Work required
Reproduce every line of the records below, requests included, and add 78 to each x and y coordinate in the answers. Leave the numbers in the requests unchanged.

■ ■ ■ ■

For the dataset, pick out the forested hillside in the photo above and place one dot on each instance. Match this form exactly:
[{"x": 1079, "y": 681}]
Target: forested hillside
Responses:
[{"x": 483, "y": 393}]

■ ■ ■ ■

Response to the task
For the dataset, pick out the forested hillside in the photo above and place one dot on each instance. Match this form exactly:
[{"x": 1079, "y": 681}]
Target: forested hillside
Responses:
[{"x": 561, "y": 471}]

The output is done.